**Problem statement**
For the string "leaf", search the entries below and copy every line where it appears.

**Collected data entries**
*-*-*

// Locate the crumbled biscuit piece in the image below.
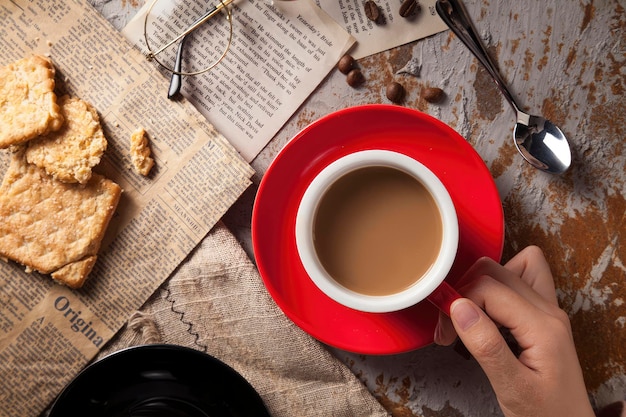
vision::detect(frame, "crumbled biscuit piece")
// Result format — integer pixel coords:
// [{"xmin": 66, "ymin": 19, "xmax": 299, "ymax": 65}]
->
[
  {"xmin": 0, "ymin": 55, "xmax": 64, "ymax": 148},
  {"xmin": 130, "ymin": 127, "xmax": 154, "ymax": 176},
  {"xmin": 0, "ymin": 150, "xmax": 122, "ymax": 288},
  {"xmin": 51, "ymin": 256, "xmax": 97, "ymax": 289},
  {"xmin": 25, "ymin": 95, "xmax": 107, "ymax": 184}
]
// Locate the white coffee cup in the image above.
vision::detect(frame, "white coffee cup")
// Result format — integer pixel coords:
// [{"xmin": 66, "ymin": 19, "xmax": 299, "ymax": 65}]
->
[{"xmin": 295, "ymin": 150, "xmax": 460, "ymax": 313}]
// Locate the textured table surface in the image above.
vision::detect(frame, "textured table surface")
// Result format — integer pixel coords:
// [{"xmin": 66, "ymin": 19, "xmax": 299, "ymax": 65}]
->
[{"xmin": 94, "ymin": 1, "xmax": 625, "ymax": 415}]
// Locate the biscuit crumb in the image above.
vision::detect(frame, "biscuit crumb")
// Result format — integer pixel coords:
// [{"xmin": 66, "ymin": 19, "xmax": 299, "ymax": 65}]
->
[
  {"xmin": 130, "ymin": 127, "xmax": 154, "ymax": 176},
  {"xmin": 0, "ymin": 55, "xmax": 64, "ymax": 147}
]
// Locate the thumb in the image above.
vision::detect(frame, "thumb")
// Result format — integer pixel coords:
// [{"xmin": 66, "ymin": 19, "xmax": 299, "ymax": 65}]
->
[{"xmin": 450, "ymin": 299, "xmax": 522, "ymax": 387}]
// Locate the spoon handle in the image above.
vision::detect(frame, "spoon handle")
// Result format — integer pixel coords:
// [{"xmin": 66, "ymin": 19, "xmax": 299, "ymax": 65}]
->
[{"xmin": 435, "ymin": 0, "xmax": 519, "ymax": 113}]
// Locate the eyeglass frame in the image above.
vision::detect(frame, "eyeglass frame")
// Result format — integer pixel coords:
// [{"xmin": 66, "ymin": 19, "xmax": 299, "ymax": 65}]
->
[{"xmin": 143, "ymin": 0, "xmax": 235, "ymax": 76}]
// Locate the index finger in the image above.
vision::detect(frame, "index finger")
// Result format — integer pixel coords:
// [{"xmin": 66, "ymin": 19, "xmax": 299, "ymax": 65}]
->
[
  {"xmin": 459, "ymin": 274, "xmax": 562, "ymax": 353},
  {"xmin": 503, "ymin": 246, "xmax": 557, "ymax": 305},
  {"xmin": 434, "ymin": 246, "xmax": 558, "ymax": 346}
]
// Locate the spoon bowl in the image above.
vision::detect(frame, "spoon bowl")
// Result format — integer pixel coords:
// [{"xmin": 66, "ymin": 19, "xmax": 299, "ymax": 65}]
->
[
  {"xmin": 435, "ymin": 0, "xmax": 572, "ymax": 174},
  {"xmin": 514, "ymin": 114, "xmax": 571, "ymax": 174}
]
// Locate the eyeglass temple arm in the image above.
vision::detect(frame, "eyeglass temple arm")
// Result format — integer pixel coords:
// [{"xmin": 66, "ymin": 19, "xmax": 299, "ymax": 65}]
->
[
  {"xmin": 168, "ymin": 37, "xmax": 187, "ymax": 99},
  {"xmin": 148, "ymin": 0, "xmax": 234, "ymax": 59}
]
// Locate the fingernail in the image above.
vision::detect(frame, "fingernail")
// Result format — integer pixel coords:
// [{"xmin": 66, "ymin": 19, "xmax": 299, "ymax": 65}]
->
[
  {"xmin": 433, "ymin": 322, "xmax": 443, "ymax": 345},
  {"xmin": 434, "ymin": 323, "xmax": 446, "ymax": 345},
  {"xmin": 451, "ymin": 299, "xmax": 480, "ymax": 331}
]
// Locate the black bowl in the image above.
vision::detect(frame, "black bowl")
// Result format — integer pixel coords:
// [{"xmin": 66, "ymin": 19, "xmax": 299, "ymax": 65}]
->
[{"xmin": 49, "ymin": 344, "xmax": 270, "ymax": 417}]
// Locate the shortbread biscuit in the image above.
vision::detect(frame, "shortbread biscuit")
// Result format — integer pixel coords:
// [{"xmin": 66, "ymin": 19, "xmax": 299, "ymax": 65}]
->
[
  {"xmin": 130, "ymin": 127, "xmax": 154, "ymax": 176},
  {"xmin": 0, "ymin": 55, "xmax": 64, "ymax": 148},
  {"xmin": 0, "ymin": 150, "xmax": 122, "ymax": 288},
  {"xmin": 26, "ymin": 95, "xmax": 107, "ymax": 184}
]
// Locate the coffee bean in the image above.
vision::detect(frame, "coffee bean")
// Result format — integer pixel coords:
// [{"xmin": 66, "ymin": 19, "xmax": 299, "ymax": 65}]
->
[
  {"xmin": 364, "ymin": 1, "xmax": 380, "ymax": 22},
  {"xmin": 337, "ymin": 54, "xmax": 355, "ymax": 74},
  {"xmin": 399, "ymin": 0, "xmax": 420, "ymax": 18},
  {"xmin": 385, "ymin": 82, "xmax": 405, "ymax": 103},
  {"xmin": 423, "ymin": 87, "xmax": 445, "ymax": 103},
  {"xmin": 346, "ymin": 68, "xmax": 365, "ymax": 87}
]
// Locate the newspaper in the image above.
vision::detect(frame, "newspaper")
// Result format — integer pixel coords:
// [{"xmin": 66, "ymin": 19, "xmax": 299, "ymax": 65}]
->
[
  {"xmin": 0, "ymin": 1, "xmax": 255, "ymax": 416},
  {"xmin": 121, "ymin": 0, "xmax": 356, "ymax": 162},
  {"xmin": 121, "ymin": 0, "xmax": 445, "ymax": 162},
  {"xmin": 315, "ymin": 0, "xmax": 448, "ymax": 59}
]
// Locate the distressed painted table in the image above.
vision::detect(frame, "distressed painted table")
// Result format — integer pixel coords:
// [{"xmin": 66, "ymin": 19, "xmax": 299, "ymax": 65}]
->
[{"xmin": 95, "ymin": 1, "xmax": 625, "ymax": 415}]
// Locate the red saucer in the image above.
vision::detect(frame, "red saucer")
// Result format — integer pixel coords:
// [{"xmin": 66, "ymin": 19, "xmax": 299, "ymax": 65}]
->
[{"xmin": 252, "ymin": 105, "xmax": 504, "ymax": 355}]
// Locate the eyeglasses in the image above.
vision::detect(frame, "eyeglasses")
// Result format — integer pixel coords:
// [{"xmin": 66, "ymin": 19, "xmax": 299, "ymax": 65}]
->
[
  {"xmin": 143, "ymin": 0, "xmax": 234, "ymax": 76},
  {"xmin": 143, "ymin": 0, "xmax": 296, "ymax": 98}
]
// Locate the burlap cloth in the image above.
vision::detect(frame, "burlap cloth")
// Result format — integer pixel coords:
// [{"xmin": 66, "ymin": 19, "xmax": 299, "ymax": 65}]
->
[{"xmin": 96, "ymin": 222, "xmax": 389, "ymax": 417}]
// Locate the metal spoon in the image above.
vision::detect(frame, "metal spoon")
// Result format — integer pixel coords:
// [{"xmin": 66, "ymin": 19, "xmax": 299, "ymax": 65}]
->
[{"xmin": 435, "ymin": 0, "xmax": 571, "ymax": 174}]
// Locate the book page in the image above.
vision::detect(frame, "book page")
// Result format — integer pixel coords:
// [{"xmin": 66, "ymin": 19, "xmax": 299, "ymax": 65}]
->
[
  {"xmin": 122, "ymin": 0, "xmax": 356, "ymax": 162},
  {"xmin": 0, "ymin": 1, "xmax": 253, "ymax": 416},
  {"xmin": 316, "ymin": 0, "xmax": 448, "ymax": 59}
]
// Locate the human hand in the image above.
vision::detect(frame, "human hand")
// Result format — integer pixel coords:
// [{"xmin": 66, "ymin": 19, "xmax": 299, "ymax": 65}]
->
[{"xmin": 434, "ymin": 246, "xmax": 595, "ymax": 417}]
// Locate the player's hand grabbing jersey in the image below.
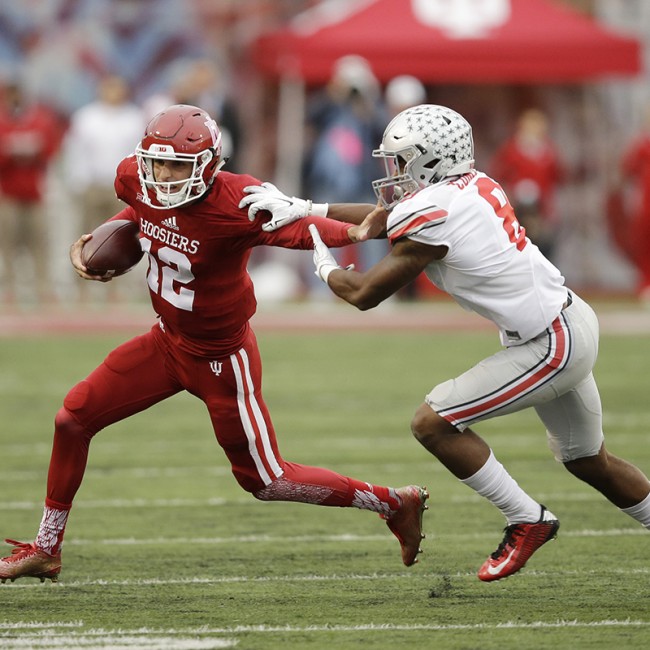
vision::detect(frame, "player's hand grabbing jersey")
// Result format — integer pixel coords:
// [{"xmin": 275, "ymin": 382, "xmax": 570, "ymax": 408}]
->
[{"xmin": 112, "ymin": 156, "xmax": 354, "ymax": 356}]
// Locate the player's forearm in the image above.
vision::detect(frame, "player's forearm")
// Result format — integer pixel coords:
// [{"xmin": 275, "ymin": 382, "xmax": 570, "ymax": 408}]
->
[
  {"xmin": 324, "ymin": 250, "xmax": 419, "ymax": 309},
  {"xmin": 326, "ymin": 203, "xmax": 376, "ymax": 225},
  {"xmin": 326, "ymin": 270, "xmax": 389, "ymax": 311}
]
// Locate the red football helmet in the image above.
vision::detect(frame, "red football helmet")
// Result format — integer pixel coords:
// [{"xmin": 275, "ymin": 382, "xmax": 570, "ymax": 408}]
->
[{"xmin": 135, "ymin": 104, "xmax": 224, "ymax": 209}]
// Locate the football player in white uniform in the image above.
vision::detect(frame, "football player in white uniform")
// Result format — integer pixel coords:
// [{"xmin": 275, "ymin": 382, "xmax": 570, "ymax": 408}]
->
[{"xmin": 242, "ymin": 104, "xmax": 650, "ymax": 581}]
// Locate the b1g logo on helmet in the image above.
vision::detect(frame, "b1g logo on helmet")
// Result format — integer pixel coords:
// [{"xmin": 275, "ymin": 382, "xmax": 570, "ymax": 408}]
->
[
  {"xmin": 147, "ymin": 144, "xmax": 175, "ymax": 155},
  {"xmin": 412, "ymin": 0, "xmax": 509, "ymax": 38}
]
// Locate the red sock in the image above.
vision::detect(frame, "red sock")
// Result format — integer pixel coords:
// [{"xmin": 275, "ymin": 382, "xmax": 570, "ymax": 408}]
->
[{"xmin": 257, "ymin": 461, "xmax": 400, "ymax": 515}]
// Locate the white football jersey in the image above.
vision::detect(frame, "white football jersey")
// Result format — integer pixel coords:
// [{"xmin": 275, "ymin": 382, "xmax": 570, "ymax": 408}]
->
[{"xmin": 387, "ymin": 170, "xmax": 567, "ymax": 346}]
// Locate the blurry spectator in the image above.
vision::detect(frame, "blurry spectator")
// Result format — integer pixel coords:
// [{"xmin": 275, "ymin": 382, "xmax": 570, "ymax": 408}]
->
[
  {"xmin": 490, "ymin": 108, "xmax": 565, "ymax": 261},
  {"xmin": 62, "ymin": 74, "xmax": 145, "ymax": 303},
  {"xmin": 0, "ymin": 80, "xmax": 63, "ymax": 305},
  {"xmin": 143, "ymin": 58, "xmax": 242, "ymax": 172},
  {"xmin": 385, "ymin": 75, "xmax": 427, "ymax": 118},
  {"xmin": 608, "ymin": 107, "xmax": 650, "ymax": 302},
  {"xmin": 304, "ymin": 55, "xmax": 385, "ymax": 204},
  {"xmin": 302, "ymin": 55, "xmax": 387, "ymax": 296}
]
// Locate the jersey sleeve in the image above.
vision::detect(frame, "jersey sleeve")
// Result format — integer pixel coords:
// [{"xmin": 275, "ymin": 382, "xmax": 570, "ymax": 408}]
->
[
  {"xmin": 107, "ymin": 205, "xmax": 138, "ymax": 224},
  {"xmin": 228, "ymin": 172, "xmax": 354, "ymax": 249},
  {"xmin": 387, "ymin": 203, "xmax": 448, "ymax": 245},
  {"xmin": 114, "ymin": 155, "xmax": 140, "ymax": 204}
]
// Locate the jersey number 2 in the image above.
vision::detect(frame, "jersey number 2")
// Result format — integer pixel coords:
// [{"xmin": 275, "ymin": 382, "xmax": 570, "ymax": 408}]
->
[
  {"xmin": 476, "ymin": 177, "xmax": 527, "ymax": 251},
  {"xmin": 140, "ymin": 237, "xmax": 195, "ymax": 311}
]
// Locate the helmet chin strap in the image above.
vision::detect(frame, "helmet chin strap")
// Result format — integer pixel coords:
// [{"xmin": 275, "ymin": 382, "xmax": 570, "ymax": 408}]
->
[{"xmin": 213, "ymin": 157, "xmax": 227, "ymax": 177}]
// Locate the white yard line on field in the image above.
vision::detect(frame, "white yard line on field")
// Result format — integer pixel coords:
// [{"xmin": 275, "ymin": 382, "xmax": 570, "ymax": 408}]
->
[
  {"xmin": 0, "ymin": 497, "xmax": 229, "ymax": 510},
  {"xmin": 0, "ymin": 463, "xmax": 409, "ymax": 482},
  {"xmin": 4, "ymin": 566, "xmax": 649, "ymax": 591},
  {"xmin": 2, "ymin": 619, "xmax": 649, "ymax": 647},
  {"xmin": 57, "ymin": 526, "xmax": 646, "ymax": 548},
  {"xmin": 0, "ymin": 527, "xmax": 642, "ymax": 552},
  {"xmin": 0, "ymin": 622, "xmax": 83, "ymax": 630},
  {"xmin": 0, "ymin": 635, "xmax": 236, "ymax": 649}
]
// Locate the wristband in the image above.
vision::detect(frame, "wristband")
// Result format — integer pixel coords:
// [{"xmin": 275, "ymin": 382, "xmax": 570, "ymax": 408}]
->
[
  {"xmin": 319, "ymin": 263, "xmax": 340, "ymax": 283},
  {"xmin": 307, "ymin": 201, "xmax": 329, "ymax": 218}
]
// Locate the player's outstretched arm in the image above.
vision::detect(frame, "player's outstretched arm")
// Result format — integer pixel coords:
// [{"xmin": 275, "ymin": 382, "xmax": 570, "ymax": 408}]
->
[
  {"xmin": 240, "ymin": 182, "xmax": 328, "ymax": 231},
  {"xmin": 309, "ymin": 224, "xmax": 440, "ymax": 310},
  {"xmin": 326, "ymin": 203, "xmax": 381, "ymax": 228},
  {"xmin": 240, "ymin": 182, "xmax": 378, "ymax": 231},
  {"xmin": 347, "ymin": 203, "xmax": 389, "ymax": 242}
]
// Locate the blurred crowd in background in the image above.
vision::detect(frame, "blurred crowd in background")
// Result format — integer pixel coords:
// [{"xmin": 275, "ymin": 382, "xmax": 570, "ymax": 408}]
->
[{"xmin": 1, "ymin": 0, "xmax": 650, "ymax": 309}]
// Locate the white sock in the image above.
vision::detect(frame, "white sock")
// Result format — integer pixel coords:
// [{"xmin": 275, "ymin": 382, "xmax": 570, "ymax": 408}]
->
[
  {"xmin": 621, "ymin": 492, "xmax": 650, "ymax": 529},
  {"xmin": 35, "ymin": 506, "xmax": 69, "ymax": 555},
  {"xmin": 461, "ymin": 450, "xmax": 542, "ymax": 525}
]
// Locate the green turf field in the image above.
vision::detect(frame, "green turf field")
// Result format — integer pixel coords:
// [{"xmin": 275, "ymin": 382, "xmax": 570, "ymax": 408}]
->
[{"xmin": 1, "ymin": 328, "xmax": 649, "ymax": 649}]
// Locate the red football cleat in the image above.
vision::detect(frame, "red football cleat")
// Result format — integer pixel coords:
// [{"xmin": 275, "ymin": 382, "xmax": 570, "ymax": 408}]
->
[
  {"xmin": 382, "ymin": 485, "xmax": 429, "ymax": 566},
  {"xmin": 478, "ymin": 506, "xmax": 559, "ymax": 582},
  {"xmin": 0, "ymin": 539, "xmax": 61, "ymax": 583}
]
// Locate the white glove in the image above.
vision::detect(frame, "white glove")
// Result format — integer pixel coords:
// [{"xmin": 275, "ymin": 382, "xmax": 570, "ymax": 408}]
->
[
  {"xmin": 239, "ymin": 182, "xmax": 328, "ymax": 232},
  {"xmin": 309, "ymin": 224, "xmax": 354, "ymax": 283}
]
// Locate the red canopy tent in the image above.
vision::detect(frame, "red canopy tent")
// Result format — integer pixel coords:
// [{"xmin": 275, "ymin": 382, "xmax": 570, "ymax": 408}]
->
[
  {"xmin": 253, "ymin": 0, "xmax": 642, "ymax": 84},
  {"xmin": 252, "ymin": 0, "xmax": 642, "ymax": 192}
]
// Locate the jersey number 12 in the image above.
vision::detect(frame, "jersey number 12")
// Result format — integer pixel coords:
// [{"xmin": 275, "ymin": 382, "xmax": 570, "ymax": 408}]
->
[{"xmin": 140, "ymin": 237, "xmax": 195, "ymax": 311}]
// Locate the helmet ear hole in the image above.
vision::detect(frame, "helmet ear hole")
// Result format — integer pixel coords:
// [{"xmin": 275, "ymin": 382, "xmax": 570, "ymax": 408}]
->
[{"xmin": 422, "ymin": 158, "xmax": 441, "ymax": 171}]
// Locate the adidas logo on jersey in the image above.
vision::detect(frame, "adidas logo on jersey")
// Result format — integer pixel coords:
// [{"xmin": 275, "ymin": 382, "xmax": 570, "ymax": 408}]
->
[{"xmin": 161, "ymin": 215, "xmax": 179, "ymax": 231}]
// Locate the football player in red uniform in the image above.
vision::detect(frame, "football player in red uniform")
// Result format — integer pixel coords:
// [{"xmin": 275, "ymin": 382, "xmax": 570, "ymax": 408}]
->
[{"xmin": 0, "ymin": 104, "xmax": 427, "ymax": 583}]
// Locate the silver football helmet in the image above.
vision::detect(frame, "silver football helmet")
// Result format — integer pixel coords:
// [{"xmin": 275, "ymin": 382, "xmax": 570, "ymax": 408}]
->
[{"xmin": 372, "ymin": 104, "xmax": 475, "ymax": 209}]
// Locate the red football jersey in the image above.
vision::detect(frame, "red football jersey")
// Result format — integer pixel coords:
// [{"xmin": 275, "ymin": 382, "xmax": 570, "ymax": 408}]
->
[{"xmin": 113, "ymin": 156, "xmax": 354, "ymax": 356}]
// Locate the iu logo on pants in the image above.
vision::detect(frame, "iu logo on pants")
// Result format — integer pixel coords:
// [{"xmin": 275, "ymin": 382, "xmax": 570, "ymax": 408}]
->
[{"xmin": 209, "ymin": 360, "xmax": 223, "ymax": 376}]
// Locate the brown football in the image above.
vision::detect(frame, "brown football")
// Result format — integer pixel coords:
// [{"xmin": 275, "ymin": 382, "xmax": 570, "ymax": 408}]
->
[{"xmin": 81, "ymin": 219, "xmax": 143, "ymax": 277}]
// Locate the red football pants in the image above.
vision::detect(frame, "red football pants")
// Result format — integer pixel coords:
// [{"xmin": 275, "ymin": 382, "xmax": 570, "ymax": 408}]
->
[{"xmin": 46, "ymin": 324, "xmax": 393, "ymax": 512}]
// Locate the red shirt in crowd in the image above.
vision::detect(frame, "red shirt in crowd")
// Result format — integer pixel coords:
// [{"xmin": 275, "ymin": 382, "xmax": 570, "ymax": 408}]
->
[{"xmin": 0, "ymin": 102, "xmax": 62, "ymax": 201}]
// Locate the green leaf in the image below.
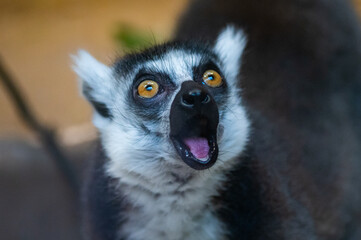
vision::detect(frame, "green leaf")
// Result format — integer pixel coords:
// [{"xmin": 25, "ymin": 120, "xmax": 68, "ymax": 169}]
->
[{"xmin": 113, "ymin": 24, "xmax": 156, "ymax": 51}]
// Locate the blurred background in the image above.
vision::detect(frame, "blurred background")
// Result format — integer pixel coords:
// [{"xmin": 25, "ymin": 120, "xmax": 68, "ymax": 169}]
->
[
  {"xmin": 0, "ymin": 0, "xmax": 359, "ymax": 239},
  {"xmin": 0, "ymin": 0, "xmax": 188, "ymax": 239}
]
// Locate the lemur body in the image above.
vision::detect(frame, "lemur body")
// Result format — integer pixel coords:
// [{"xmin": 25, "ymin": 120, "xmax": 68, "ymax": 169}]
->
[{"xmin": 74, "ymin": 0, "xmax": 361, "ymax": 239}]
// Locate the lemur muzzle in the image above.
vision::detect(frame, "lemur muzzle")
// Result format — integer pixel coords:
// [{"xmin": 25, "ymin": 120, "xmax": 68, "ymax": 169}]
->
[{"xmin": 169, "ymin": 81, "xmax": 219, "ymax": 170}]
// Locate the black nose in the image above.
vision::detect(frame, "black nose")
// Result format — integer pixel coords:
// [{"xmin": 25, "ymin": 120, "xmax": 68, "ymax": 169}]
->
[{"xmin": 181, "ymin": 89, "xmax": 210, "ymax": 108}]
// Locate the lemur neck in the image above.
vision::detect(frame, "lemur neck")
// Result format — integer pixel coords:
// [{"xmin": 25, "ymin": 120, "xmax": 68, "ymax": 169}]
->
[{"xmin": 113, "ymin": 167, "xmax": 229, "ymax": 240}]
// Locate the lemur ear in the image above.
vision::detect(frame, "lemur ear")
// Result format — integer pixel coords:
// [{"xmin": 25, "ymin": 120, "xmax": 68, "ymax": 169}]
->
[
  {"xmin": 72, "ymin": 50, "xmax": 113, "ymax": 129},
  {"xmin": 213, "ymin": 26, "xmax": 247, "ymax": 84}
]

*-*-*

**Solution to this problem**
// Locate the green leaf in the image below.
vision::detect(frame, "green leaf")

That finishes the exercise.